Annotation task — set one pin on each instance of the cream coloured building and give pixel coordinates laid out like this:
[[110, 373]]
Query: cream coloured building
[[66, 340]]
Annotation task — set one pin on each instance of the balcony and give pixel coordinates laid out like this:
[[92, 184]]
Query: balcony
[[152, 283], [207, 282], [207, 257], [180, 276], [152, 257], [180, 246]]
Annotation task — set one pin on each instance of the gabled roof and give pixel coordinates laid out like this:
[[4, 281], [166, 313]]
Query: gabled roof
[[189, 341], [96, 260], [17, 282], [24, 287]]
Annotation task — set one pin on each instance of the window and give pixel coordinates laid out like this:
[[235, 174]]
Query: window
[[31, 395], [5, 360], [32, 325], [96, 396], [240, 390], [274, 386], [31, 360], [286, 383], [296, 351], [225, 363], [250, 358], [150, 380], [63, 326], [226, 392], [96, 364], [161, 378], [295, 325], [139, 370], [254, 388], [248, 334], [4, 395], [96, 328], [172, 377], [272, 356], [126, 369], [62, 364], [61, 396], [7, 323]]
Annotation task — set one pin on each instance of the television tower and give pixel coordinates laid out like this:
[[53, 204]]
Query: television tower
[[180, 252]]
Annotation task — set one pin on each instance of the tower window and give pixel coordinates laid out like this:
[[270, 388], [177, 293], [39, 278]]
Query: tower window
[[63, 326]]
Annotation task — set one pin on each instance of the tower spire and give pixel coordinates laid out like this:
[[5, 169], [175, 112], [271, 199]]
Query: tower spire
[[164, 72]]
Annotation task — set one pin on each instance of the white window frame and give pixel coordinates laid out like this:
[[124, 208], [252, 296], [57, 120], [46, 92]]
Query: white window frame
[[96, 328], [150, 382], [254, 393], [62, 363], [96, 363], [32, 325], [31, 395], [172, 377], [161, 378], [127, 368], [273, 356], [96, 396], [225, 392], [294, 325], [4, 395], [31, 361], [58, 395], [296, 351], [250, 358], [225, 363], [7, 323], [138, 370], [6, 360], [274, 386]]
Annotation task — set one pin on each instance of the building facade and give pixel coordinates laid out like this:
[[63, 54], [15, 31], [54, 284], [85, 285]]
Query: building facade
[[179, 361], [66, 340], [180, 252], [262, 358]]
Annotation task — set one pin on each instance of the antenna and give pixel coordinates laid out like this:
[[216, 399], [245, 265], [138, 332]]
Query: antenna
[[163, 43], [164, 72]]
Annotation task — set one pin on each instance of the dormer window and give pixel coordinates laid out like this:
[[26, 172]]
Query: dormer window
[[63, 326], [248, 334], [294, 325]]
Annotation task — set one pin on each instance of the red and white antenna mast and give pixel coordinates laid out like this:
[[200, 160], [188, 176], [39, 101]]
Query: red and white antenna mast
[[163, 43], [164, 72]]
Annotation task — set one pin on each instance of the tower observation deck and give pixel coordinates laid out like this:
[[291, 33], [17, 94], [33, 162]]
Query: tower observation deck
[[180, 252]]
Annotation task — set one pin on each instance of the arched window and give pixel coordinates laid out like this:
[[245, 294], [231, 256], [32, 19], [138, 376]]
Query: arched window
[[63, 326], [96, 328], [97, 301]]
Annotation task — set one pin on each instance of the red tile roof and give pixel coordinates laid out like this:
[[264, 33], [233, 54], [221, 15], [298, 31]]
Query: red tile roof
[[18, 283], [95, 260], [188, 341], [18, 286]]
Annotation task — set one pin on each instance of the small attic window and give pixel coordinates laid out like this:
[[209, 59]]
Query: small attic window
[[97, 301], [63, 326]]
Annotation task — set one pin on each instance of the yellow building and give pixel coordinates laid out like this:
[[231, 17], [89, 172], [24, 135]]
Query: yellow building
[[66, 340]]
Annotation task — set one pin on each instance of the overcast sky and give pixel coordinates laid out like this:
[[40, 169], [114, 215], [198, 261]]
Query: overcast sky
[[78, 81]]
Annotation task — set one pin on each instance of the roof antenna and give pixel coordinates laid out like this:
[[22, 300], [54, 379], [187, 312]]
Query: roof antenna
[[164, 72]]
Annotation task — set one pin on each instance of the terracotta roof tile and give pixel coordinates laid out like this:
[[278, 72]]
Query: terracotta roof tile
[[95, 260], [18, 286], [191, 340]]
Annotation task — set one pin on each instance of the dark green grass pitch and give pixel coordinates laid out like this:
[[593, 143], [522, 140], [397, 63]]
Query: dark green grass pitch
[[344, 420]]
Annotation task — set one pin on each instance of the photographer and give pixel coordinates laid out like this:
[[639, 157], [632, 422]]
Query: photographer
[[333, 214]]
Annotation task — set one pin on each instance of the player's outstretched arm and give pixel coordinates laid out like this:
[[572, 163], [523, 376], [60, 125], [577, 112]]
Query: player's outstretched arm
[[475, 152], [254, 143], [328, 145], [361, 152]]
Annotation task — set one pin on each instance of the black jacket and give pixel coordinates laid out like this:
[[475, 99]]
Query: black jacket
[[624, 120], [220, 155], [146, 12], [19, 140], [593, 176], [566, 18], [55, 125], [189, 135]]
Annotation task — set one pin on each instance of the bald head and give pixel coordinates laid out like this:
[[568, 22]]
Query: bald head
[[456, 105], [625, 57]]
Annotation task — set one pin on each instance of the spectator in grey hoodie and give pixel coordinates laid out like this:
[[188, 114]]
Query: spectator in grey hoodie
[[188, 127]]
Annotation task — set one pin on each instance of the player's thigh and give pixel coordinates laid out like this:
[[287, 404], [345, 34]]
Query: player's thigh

----------

# DIRECTIONS FOR THIS TASK:
Format every line of the records above as a Markdown table with the columns "Row" and "Text", numbering the rows in order and leaving out blank lines.

# THE SOLUTION:
| Row | Text |
|---|---|
| 1 | Annotation task — set one pin on each instance of the cream coloured building and give pixel coordinates laid out like this: |
| 2 | [[110, 373]] |
| 3 | Query: cream coloured building |
| 4 | [[66, 340]] |
| 5 | Annotation task — set one pin on each instance of the balcony and give pixel coordinates laid out like this: |
| 6 | [[92, 184]] |
| 7 | Query: balcony |
| 8 | [[152, 283], [207, 282], [207, 257], [180, 276], [152, 257], [180, 246]] |
| 9 | Annotation task — set one pin on each instance of the gabled roof and give pixel coordinates laid out like this: |
| 10 | [[4, 281], [166, 313]] |
| 11 | Query: gabled roof |
| 12 | [[189, 341], [96, 260], [17, 282], [24, 287]] |
| 13 | Annotation task — set one pin on each instance of the window and give pixel coordinates laid out like this: |
| 14 | [[235, 174]] |
| 15 | Query: window |
| 16 | [[31, 395], [5, 360], [32, 325], [96, 396], [240, 390], [274, 386], [31, 360], [286, 383], [296, 351], [225, 363], [250, 358], [150, 380], [63, 326], [226, 392], [96, 364], [161, 378], [295, 325], [139, 370], [254, 388], [248, 334], [4, 395], [96, 328], [172, 377], [272, 356], [126, 369], [62, 364], [61, 396], [7, 323]] |
| 17 | Annotation task — set one pin on each instance of the television tower and give pixel coordinates laid out like this: |
| 18 | [[53, 204]] |
| 19 | Query: television tower |
| 20 | [[180, 252]] |
| 21 | Annotation task — set one pin on each instance of the tower window and give pixel coordinates laid out like this: |
| 22 | [[270, 388], [177, 293], [39, 278]] |
| 23 | Query: tower window |
| 24 | [[63, 326]] |
| 25 | Annotation task — set one pin on each instance of the tower spire and give pixel coordinates laid out like this: |
| 26 | [[5, 169], [175, 112], [271, 199]] |
| 27 | Query: tower spire |
| 28 | [[164, 72]] |
| 29 | Annotation task — set one pin on each instance of the white window frame and give pixel coordinates laid out like this: |
| 30 | [[124, 208], [252, 296], [57, 120], [46, 92]] |
| 31 | Query: white window frame |
| 32 | [[96, 328], [150, 382], [254, 393], [62, 363], [96, 363], [32, 325], [31, 395], [172, 377], [161, 378], [127, 368], [273, 356], [96, 396], [225, 392], [294, 325], [4, 395], [31, 361], [58, 395], [296, 351], [250, 358], [225, 363], [7, 323], [138, 370], [6, 360], [274, 386]] |
| 33 | Annotation task — set one pin on each instance of the building facade and give pixel coordinates laid out like this: |
| 34 | [[63, 54], [15, 31], [54, 284], [85, 285]] |
| 35 | Query: building facade |
| 36 | [[179, 361], [66, 340], [180, 252], [262, 358]] |
| 37 | Annotation task — set one pin on each instance of the antenna and give pixel coordinates laid out like this: |
| 38 | [[216, 399], [245, 265], [138, 332]] |
| 39 | Query: antenna |
| 40 | [[163, 43], [164, 72]] |
| 41 | Annotation task — set one pin on each instance of the dormer window and give pixel coordinates laid out like this: |
| 42 | [[26, 172]] |
| 43 | Query: dormer window |
| 44 | [[63, 326], [248, 334], [294, 325]] |
| 45 | Annotation task — set one pin on each instance of the red and white antenna mast and give pixel coordinates laid out like this: |
| 46 | [[200, 160], [188, 176], [39, 101]] |
| 47 | Query: red and white antenna mast |
| 48 | [[163, 43], [164, 72]] |
| 49 | Annotation task — set one pin on each instance of the tower observation deck and give pixel coordinates laid out like this: |
| 50 | [[291, 33], [17, 94], [33, 162]] |
| 51 | Query: tower observation deck |
| 52 | [[180, 252]] |
| 53 | Annotation task — set one pin on each instance of the arched window and give pixel coordinates laid out like this: |
| 54 | [[245, 294], [231, 256], [32, 19], [138, 376]] |
| 55 | Query: arched window |
| 56 | [[63, 326], [96, 328], [97, 301]] |
| 57 | Annotation task — set one pin on each instance of the red tile roof and give pixel coordinates laid out like this: |
| 58 | [[264, 33], [233, 54], [221, 15], [298, 31]] |
| 59 | Query: red tile roof |
| 60 | [[18, 283], [95, 260], [188, 341], [18, 286]] |
| 61 | Annotation task — set one pin on each instance of the small attic window and give pixel coordinates laid out like this: |
| 62 | [[209, 59]] |
| 63 | Query: small attic window |
| 64 | [[97, 301], [63, 326]] |
| 65 | Annotation task — set one pin on each instance of the yellow building and give pixel coordinates laid out like this: |
| 66 | [[231, 17], [89, 172], [24, 135]] |
| 67 | Query: yellow building |
| 68 | [[66, 340]] |
| 69 | Annotation task — set one pin on each instance of the overcast sky and give pixel coordinates laid out like this: |
| 70 | [[40, 169], [114, 215], [198, 261]] |
| 71 | Query: overcast sky |
| 72 | [[78, 81]] |
| 73 | Annotation task — set one pin on each instance of the roof antenna and give pixel coordinates laid out like this: |
| 74 | [[22, 300], [54, 379], [187, 312]] |
| 75 | Query: roof antenna |
| 76 | [[164, 72]] |
| 77 | Annotation task — set one pin on each instance of the terracotta roof tile and give pixel coordinates laid out like this: |
| 78 | [[278, 72]] |
| 79 | Query: terracotta roof tile |
| 80 | [[95, 260], [18, 286], [191, 340]] |
| 81 | Annotation task — set one pin on each instance of the dark green grass pitch and give pixel coordinates laid out like this: |
| 82 | [[593, 143], [522, 140], [397, 63]] |
| 83 | Query: dark green grass pitch |
| 84 | [[344, 420]] |
| 85 | Annotation task — set one pin on each instance of the photographer and give pixel coordinates laid out like this: |
| 86 | [[639, 157], [632, 422]] |
| 87 | Query: photographer |
| 88 | [[333, 214]] |
| 89 | Annotation task — set one pin on each instance of the player's outstretched arm and give pixel coordinates laid out like this: |
| 90 | [[572, 163], [523, 376], [60, 125], [577, 112]] |
| 91 | Query: player's outstretched arm |
| 92 | [[475, 152], [254, 143], [328, 145], [361, 152]] |
| 93 | Annotation task — set one pin on each instance of the black jacket and give pixel coordinates laid out like this: |
| 94 | [[475, 99]] |
| 95 | Query: black jacket |
| 96 | [[624, 120], [220, 155], [146, 12], [19, 140], [593, 176], [566, 18], [55, 125], [189, 135]] |
| 97 | Annotation task — set one pin on each instance of the bald head and give pixel coordinates laid out like this: |
| 98 | [[568, 22]] |
| 99 | Query: bald head |
| 100 | [[456, 105], [625, 57]] |
| 101 | Annotation task — set one pin on each instance of the spectator in grey hoodie and give pixel coordinates laid out like this: |
| 102 | [[188, 114]] |
| 103 | Query: spectator in grey hoodie |
| 104 | [[188, 127]] |
| 105 | Annotation task — set one pin on each instance of the player's thigh and give pixel coordinates laid out like this: |
| 106 | [[287, 404], [345, 34]] |
| 107 | Query: player's thigh |